-- QUESTIONS D'ÉTUDE --
• A. Transcrivez le passage du texte sur Judy Garland qui débute aux mots « Vincente Minnelli (1944) » et s'achève après « prononcé en 1951. ».
• B. D'après le texte sur Judy Garland, les affirmations suivantes sont-elles exactes ? Répondez par oui ou par non et citez les mots du texte qui tranchent. (i) L'Académie a remis un Oscar spécial à Judy Garland en 1940. (ii) Le studio MGM voulait d'abord engager Shirley Temple. (iii) Le divorce de Judy Garland et de Vincente Minnelli a été prononcé en 1946.
• C. Prolongez le texte sur Judy Garland au-delà de sa dernière ligne.

-- TEXTE À LIRE --
Judy Garland et la communauté LGBT

Parallèlement à la production chez Duceppe, on peut voir Judy Garland a dormi dans cette ville, autre pièce qui s'inspire de la légendaire interprète d'Over the Rainbow et qui dénonce l'homophobie aux États-Unis. Le rapprochement entre Garland et l'homophobie n'est pas dû au hasard. La chanteuse est, depuis toujours, une icône de la communauté homosexuelle. On dit d'ailleurs que ses funérailles, en juin 1969, ont contribué à déclencher les émeutes du bar Stonewall à New York. Une révolte qui symbolise la naissance du mouvement pour les droits LGBT. À l'Espace 4001 (rue Berri), du 23 avril au 10 mai.

Cinq films marquants de Judy Garland

THE WIZARD OF OZ

Victor Fleming (1939)

Elle avait déjà tourné plusieurs films, mais The Wizard of Oz fera de Judy Garland, alors âgée de 17 ans, une véritable star. En 1940, l'Académie lui remet un Oscar spécial «pour une performance exceptionnelle de la part d'une jeune actrice». Pas mal pour une comédienne qui, selon la légende, a décroché le rôle «par défaut». Le studio MGM souhaitait en effet embaucher Shirley Temple, mais cette dernière avait un contrat avec un studio rival.

MEET ME IN ST. LOUIS

Vincente Minnelli (1944)

Ce succès critique et populaire marque la rencontre entre Judy Garland et Vincente Minnelli. L'actrice et le cinéaste tombent amoureux pendant le tournage de cette comédie musicale construite autour des premières amours. Ils se marieront l'année suivante. Leur première fille, Liza, naîtra en 1946. Le divorce est prononcé en 1951.

ZIEGFELD FOLLIES

Vincente Minnelli et six autres cinéastes (1945)

-- DONNÉES ÉTUDIÉES --
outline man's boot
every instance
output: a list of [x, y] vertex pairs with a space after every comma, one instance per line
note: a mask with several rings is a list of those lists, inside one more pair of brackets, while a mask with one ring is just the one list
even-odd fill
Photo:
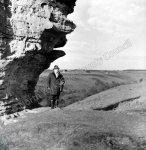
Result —
[[51, 100], [51, 109], [54, 109], [54, 101]]
[[58, 99], [55, 101], [55, 108], [58, 108]]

-- LISTE DES RÉPONSES --
• A.
Vincente Minnelli (1944)

Ce succès critique et populaire marque la rencontre entre Judy Garland et Vincente Minnelli. L'actrice et le cinéaste tombent amoureux pendant le tournage de cette comédie musicale construite autour des premières amours. Ils se marieront l'année suivante. Leur première fille, Liza, naîtra en 1946. Le divorce est prononcé en 1951.

• B.
(i) Oui : « En 1940, l'Académie lui remet un Oscar spécial ».
(ii) Oui : « Le studio MGM souhaitait en effet embaucher Shirley Temple ».
(iii) Non : « Le divorce est prononcé en 1951. »

• C.
En plein âge d'or de la comédie musicale, Judy Garland est la vedette de ce film pour lequel pas moins de sept cinéastes, sous la direction de Vincente Minnelli, se partagent la réalisation des différents numéros. Les noms les plus célèbres de l'époque font aussi partie de la distribution, notamment Fred Astaire, Lucille Ball, Fanny Brice, Gene Kelly, Lena Horne, Red Skelton, Esther Williams et William Powell.

A STAR IS BORN

George Cukor (1954)

Aux yeux de bien des amateurs, cette deuxième des trois versions cinématographiques existantes de A Star is Born constitue le film phare de la carrière d'actrice de Judy Garland. Elle décrochera d'ailleurs une nomination aux Oscars - la seule qu'elle obtiendra dans la catégorie de la meilleure actrice -, mais l'honneur échoira à Grace Kelly cette année-là. Barbra Streisand reprendra le rôle en 1976. Bradley Cooper a le projet d'en réaliser une nouvelle version avec Beyoncé pour tête d'affiche.

JUDGMENT AT NUREMBERG

Stanley Kramer (1961)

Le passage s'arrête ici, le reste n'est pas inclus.